*COMPLETE THE FOLLOWING*
- A) In the article on the Maryland meatball stabbing, do these statements agree with the text: (i) the suspect was 31 and the coworker 36; (ii) Maryland is known nationwide for its meatballs; (iii) in Maryland, assault is always a felony? Answer yes or no for each and quote the deciding words.
- B) Reproduce the part of the meatball-stabbing article starting with "On Thursday, the" and going on through "stain of stabbing?".

*SELECTED PASSAGE*
*****

Md. Man Stabbed Over Meatball Dispute at Work

By Brett Snider, Esq. on September 10, 2014 | Last updated on March 21, 2019

A heated fight over a (possibly spicy) meatball led to one Maryland man allegedly stabbing the other -- mamma mia!

On Thursday, the assault suspect, 31, reportedly stabbed his coworker, 36, because he believed his colleague had eaten a meatball from the assailant's lunch. It is unclear if this meatball was from a Subway sandwich or even something homemade, but The Baltimore Sun reports that the alleged meatball menace "fled the scene" shortly thereafter.

What happens when the meatball of friendship turns into the sour marinara stain of stabbing?

Ground Pork, Breadcrumbs, Garlic, Oregano, and Assault

Maryland, known nationwide for its crabcakes and chowders (not meatballs), categorizes food-related attacks much like its sister states -- as assault and/or battery. In the Old Line State, assault can be either a felony or misdemeanor depending on the circumstances, and any form of offensive, unconsented touching can land a convict in prison for up to 10 years.

*****

Data items

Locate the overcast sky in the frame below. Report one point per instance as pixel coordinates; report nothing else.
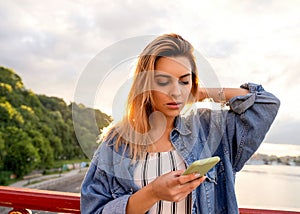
(50, 43)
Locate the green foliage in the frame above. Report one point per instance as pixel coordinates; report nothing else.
(36, 130)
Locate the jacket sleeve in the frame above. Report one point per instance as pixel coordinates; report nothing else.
(248, 122)
(97, 193)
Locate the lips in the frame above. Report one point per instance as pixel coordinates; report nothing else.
(174, 105)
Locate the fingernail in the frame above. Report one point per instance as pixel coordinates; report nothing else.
(197, 175)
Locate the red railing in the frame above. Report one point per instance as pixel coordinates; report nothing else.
(21, 200)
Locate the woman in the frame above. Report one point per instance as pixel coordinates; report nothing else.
(138, 167)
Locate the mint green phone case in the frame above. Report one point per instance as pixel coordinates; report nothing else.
(202, 166)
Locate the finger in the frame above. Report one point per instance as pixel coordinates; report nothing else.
(190, 177)
(190, 186)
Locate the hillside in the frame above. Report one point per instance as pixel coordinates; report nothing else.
(36, 130)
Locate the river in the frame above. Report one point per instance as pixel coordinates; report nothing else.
(257, 186)
(269, 187)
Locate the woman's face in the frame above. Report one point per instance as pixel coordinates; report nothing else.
(172, 85)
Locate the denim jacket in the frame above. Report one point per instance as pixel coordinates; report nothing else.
(233, 135)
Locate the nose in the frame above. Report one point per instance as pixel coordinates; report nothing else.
(175, 90)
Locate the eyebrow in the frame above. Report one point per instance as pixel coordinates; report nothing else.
(169, 76)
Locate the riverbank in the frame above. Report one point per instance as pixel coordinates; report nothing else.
(66, 182)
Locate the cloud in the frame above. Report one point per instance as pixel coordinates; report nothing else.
(284, 132)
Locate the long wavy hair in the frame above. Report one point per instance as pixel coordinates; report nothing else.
(133, 129)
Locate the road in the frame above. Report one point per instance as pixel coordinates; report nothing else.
(66, 182)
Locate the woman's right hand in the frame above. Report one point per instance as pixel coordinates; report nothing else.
(174, 186)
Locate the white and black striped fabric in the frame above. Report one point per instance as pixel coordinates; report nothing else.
(154, 165)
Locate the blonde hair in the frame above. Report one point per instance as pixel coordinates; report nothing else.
(132, 130)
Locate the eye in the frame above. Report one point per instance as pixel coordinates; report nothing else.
(162, 81)
(184, 82)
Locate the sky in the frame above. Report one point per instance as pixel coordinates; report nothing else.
(50, 44)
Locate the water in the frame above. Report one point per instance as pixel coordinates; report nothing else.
(269, 187)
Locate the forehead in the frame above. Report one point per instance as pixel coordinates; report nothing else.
(174, 66)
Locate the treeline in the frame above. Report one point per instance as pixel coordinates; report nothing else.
(36, 130)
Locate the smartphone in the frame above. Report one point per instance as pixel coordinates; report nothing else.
(202, 166)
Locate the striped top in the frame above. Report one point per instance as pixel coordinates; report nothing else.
(154, 165)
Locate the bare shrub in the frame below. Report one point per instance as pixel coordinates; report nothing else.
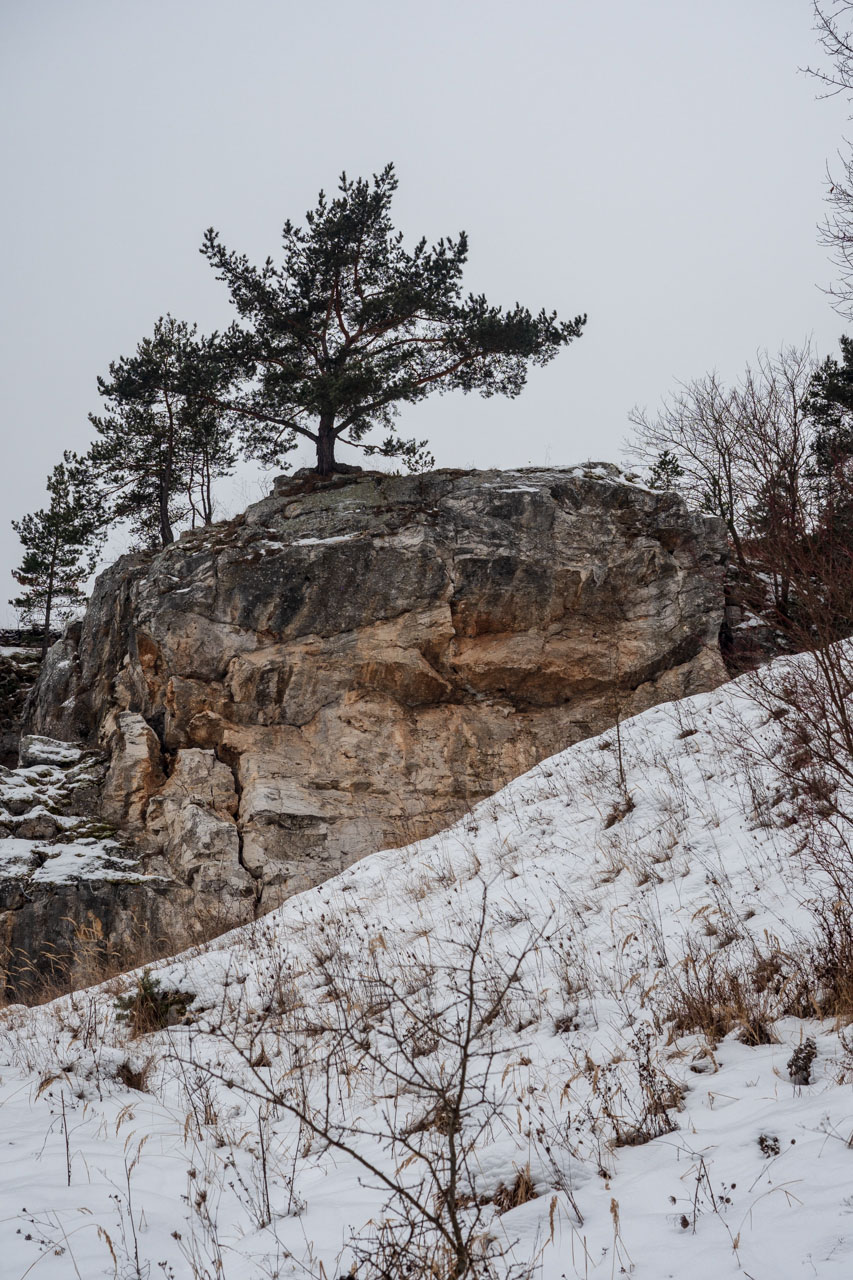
(405, 1078)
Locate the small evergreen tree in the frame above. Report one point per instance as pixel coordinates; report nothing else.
(352, 325)
(62, 543)
(162, 442)
(666, 471)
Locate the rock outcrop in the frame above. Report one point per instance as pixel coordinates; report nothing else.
(350, 664)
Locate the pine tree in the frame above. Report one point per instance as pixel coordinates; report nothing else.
(666, 471)
(162, 443)
(62, 543)
(830, 474)
(352, 325)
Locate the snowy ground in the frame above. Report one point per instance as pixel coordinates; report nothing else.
(556, 920)
(45, 835)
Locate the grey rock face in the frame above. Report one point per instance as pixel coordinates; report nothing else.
(73, 892)
(350, 664)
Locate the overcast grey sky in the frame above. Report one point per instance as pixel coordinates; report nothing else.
(656, 164)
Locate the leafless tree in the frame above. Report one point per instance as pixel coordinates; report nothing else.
(833, 23)
(400, 1070)
(744, 453)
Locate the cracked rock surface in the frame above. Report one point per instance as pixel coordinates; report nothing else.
(351, 663)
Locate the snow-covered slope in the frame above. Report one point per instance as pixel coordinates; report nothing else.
(542, 946)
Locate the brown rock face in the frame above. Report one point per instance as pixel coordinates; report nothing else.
(350, 664)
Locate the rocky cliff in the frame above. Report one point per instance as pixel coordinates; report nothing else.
(350, 664)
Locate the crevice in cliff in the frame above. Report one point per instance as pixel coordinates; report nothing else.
(231, 759)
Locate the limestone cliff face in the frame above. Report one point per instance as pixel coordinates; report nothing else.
(350, 664)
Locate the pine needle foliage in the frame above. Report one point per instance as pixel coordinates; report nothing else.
(62, 543)
(351, 325)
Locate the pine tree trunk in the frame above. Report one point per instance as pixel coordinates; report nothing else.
(167, 534)
(325, 447)
(49, 599)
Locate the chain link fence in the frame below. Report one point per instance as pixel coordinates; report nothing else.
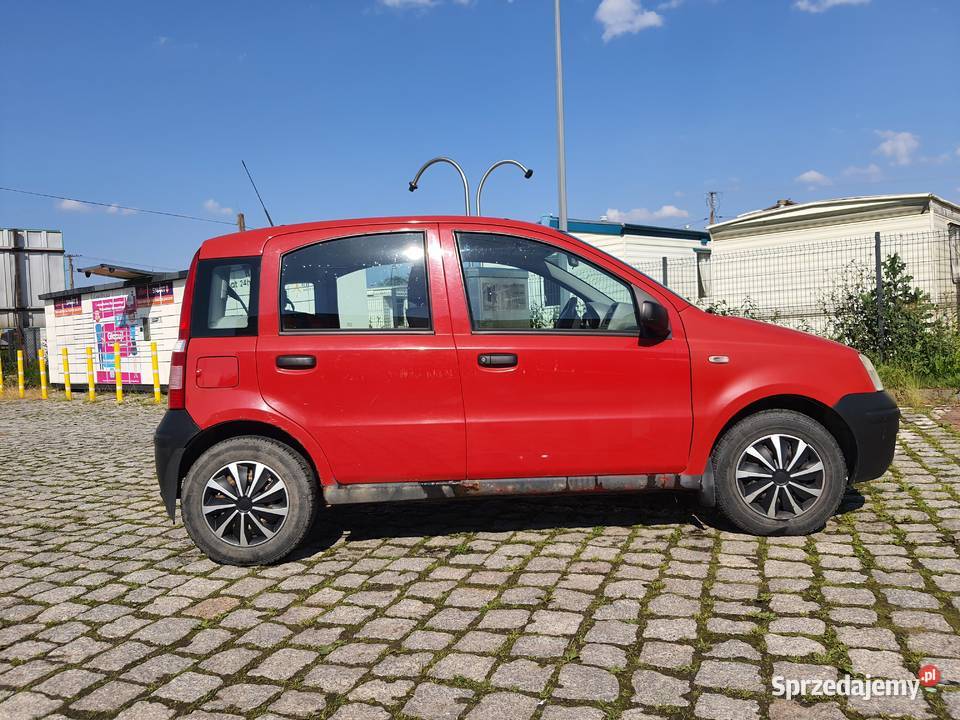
(798, 284)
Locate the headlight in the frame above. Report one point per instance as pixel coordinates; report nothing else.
(872, 372)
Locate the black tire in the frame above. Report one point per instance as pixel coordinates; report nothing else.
(753, 517)
(302, 500)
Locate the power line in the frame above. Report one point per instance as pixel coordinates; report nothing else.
(118, 207)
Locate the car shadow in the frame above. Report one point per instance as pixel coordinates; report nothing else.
(437, 518)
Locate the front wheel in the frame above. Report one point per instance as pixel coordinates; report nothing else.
(249, 501)
(779, 472)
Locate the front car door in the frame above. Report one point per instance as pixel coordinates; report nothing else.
(556, 381)
(356, 347)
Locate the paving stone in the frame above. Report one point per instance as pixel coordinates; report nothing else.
(656, 689)
(299, 704)
(579, 682)
(381, 691)
(284, 664)
(188, 687)
(728, 675)
(719, 707)
(666, 655)
(454, 665)
(437, 702)
(524, 675)
(27, 705)
(504, 705)
(107, 698)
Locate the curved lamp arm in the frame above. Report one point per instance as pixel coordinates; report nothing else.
(463, 177)
(526, 173)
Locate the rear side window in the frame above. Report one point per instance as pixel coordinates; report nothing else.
(365, 282)
(225, 298)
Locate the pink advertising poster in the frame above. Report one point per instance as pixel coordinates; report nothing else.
(114, 320)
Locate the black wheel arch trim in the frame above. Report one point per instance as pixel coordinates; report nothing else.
(874, 420)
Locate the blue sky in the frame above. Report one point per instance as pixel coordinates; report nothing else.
(334, 104)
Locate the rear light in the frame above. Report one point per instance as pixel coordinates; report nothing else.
(178, 364)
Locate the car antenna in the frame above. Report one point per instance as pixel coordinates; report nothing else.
(265, 211)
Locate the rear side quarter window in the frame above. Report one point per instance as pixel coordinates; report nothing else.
(225, 298)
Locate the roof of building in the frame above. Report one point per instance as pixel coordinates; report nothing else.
(87, 289)
(860, 203)
(605, 227)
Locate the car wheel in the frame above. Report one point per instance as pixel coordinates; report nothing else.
(779, 472)
(249, 501)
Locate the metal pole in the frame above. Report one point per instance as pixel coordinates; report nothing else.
(561, 145)
(879, 273)
(527, 173)
(413, 185)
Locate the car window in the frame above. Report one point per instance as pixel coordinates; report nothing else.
(365, 282)
(514, 283)
(226, 298)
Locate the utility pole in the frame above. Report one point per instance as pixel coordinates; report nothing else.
(561, 145)
(70, 270)
(713, 202)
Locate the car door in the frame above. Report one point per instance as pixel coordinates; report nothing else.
(356, 347)
(556, 381)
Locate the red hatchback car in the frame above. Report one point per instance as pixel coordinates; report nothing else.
(415, 358)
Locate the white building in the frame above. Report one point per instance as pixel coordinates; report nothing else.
(136, 311)
(668, 255)
(785, 260)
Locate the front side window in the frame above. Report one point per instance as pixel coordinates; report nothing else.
(518, 284)
(225, 298)
(366, 282)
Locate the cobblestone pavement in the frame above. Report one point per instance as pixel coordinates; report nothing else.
(560, 609)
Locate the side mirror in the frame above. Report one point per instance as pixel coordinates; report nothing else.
(654, 321)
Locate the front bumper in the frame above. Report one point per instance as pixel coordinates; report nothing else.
(170, 441)
(873, 419)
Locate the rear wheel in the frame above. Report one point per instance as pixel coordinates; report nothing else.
(779, 472)
(249, 501)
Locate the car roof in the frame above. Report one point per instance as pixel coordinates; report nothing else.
(252, 242)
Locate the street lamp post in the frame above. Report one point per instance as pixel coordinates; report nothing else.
(561, 146)
(466, 185)
(527, 173)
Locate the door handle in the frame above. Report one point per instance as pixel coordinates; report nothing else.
(296, 362)
(497, 360)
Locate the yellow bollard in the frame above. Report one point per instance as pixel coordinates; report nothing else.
(67, 387)
(42, 356)
(155, 361)
(20, 384)
(118, 371)
(91, 385)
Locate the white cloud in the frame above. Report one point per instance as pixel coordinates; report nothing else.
(216, 208)
(639, 215)
(812, 177)
(816, 6)
(403, 4)
(72, 206)
(867, 173)
(620, 17)
(898, 146)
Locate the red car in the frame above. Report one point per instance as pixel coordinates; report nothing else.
(442, 357)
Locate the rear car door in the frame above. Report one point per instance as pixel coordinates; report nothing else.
(556, 380)
(356, 347)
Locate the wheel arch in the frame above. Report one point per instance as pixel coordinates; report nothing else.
(823, 414)
(209, 437)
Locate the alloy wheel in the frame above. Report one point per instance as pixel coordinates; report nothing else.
(245, 503)
(780, 476)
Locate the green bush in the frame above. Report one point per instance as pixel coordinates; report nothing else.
(907, 333)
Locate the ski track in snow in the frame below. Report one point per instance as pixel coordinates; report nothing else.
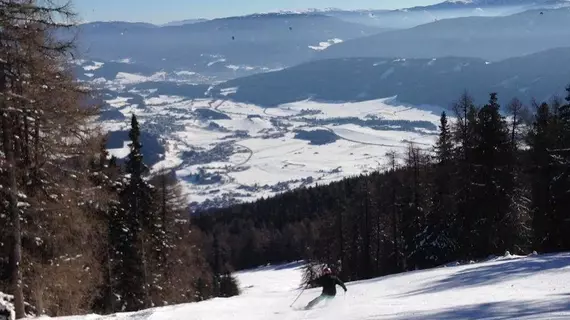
(504, 288)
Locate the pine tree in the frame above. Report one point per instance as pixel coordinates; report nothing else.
(443, 227)
(464, 136)
(495, 225)
(542, 138)
(45, 143)
(135, 219)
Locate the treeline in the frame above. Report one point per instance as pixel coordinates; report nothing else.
(80, 232)
(491, 184)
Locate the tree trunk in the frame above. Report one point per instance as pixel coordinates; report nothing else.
(16, 254)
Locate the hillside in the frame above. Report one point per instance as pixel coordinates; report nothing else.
(507, 288)
(490, 38)
(414, 81)
(227, 47)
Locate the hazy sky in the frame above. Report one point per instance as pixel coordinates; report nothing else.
(160, 11)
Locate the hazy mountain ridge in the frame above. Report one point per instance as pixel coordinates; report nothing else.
(414, 81)
(491, 38)
(227, 47)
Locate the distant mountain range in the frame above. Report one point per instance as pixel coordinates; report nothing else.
(413, 16)
(414, 81)
(229, 47)
(491, 38)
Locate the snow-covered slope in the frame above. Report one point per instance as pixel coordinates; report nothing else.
(524, 288)
(227, 152)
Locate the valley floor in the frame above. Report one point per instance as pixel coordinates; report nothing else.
(510, 287)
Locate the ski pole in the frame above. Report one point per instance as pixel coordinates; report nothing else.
(298, 296)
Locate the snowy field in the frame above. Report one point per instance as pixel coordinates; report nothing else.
(505, 288)
(226, 152)
(247, 152)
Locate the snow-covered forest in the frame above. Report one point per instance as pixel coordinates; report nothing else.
(83, 232)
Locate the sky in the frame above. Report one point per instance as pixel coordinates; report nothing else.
(162, 11)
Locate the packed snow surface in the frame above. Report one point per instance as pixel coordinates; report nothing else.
(510, 287)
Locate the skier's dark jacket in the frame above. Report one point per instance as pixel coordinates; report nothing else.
(328, 282)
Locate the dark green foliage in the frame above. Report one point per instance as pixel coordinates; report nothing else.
(481, 193)
(228, 286)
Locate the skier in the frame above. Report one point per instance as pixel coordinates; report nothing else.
(328, 281)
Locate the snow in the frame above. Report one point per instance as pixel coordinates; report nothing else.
(532, 287)
(96, 65)
(7, 305)
(326, 44)
(121, 152)
(130, 78)
(216, 61)
(265, 158)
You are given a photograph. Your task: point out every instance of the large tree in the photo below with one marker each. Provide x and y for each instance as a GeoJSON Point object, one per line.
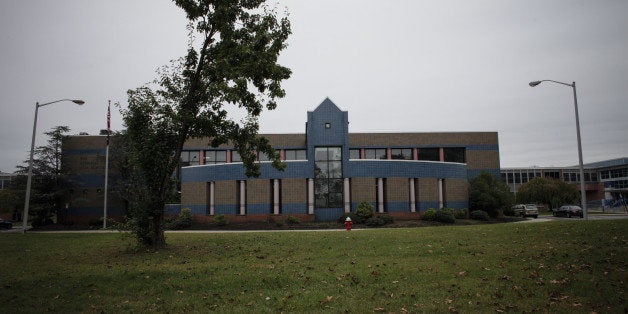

*****

*SOLUTIONS BY TASK*
- A)
(i) Yes: "the assault suspect, 31, reportedly stabbed his coworker, 36"
(ii) No: "known nationwide for its crabcakes and chowders (not meatballs)"
(iii) No: "assault can be either a felony or misdemeanor depending on the circumstances"

- B)
On Thursday, the assault suspect, 31, reportedly stabbed his coworker, 36, because he believed his colleague had eaten a meatball from the assailant's lunch. It is unclear if this meatball was from a Subway sandwich or even something homemade, but The Baltimore Sun reports that the alleged meatball menace "fled the scene" shortly thereafter.

What happens when the meatball of friendship turns into the sour marinara stain of stabbing?